> Supplied information
* * *

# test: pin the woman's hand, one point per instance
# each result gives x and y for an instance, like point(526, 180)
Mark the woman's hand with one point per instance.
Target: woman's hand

* * *

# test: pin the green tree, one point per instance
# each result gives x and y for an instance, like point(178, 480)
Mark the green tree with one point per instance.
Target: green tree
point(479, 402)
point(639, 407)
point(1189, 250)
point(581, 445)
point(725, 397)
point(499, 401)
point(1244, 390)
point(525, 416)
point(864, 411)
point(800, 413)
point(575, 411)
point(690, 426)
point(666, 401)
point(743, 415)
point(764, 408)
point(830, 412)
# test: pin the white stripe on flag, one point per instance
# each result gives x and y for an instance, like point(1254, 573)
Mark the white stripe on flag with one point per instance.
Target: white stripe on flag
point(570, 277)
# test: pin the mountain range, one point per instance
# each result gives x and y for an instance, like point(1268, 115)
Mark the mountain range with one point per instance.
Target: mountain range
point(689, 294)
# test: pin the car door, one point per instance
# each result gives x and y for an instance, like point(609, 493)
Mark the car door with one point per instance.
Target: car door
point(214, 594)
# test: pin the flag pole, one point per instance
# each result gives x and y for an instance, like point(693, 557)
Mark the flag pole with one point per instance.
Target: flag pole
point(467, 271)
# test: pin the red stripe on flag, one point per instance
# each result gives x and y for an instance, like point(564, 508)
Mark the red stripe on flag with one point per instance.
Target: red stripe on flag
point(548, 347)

* * *

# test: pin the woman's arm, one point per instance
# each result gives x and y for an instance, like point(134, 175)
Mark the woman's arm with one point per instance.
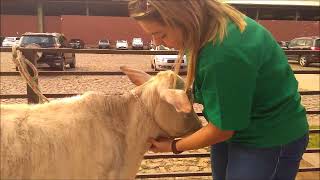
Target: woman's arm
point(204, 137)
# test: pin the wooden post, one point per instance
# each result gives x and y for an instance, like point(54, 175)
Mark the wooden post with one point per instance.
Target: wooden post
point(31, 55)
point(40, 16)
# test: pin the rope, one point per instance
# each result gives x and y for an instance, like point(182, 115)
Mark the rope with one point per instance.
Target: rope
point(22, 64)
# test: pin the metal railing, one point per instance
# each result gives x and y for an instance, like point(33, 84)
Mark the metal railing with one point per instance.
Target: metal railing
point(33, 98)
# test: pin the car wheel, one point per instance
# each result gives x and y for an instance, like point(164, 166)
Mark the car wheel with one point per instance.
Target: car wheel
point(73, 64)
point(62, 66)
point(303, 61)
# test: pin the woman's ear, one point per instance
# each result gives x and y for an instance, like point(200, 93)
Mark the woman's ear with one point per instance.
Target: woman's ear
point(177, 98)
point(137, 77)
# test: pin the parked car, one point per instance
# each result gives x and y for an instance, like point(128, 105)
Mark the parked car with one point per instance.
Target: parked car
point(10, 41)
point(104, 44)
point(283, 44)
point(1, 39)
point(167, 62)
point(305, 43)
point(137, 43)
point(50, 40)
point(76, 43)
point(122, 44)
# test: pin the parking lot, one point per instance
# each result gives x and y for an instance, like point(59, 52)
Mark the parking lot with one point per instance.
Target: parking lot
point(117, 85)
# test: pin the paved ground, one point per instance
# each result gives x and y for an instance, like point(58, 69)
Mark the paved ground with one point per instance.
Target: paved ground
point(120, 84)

* * *

> Exercise requirements
In the listing above, transcribe exactly everything from the line containing "# test: pin the woman's hand, one" down to the line containing "Target: woman's hand", including both and nothing more.

> Your response
# test: pin the woman's hand, one point per instance
# each result gives x and y for an instance, like point(526, 180)
Mark the woman's hand with one point per instance.
Target: woman's hand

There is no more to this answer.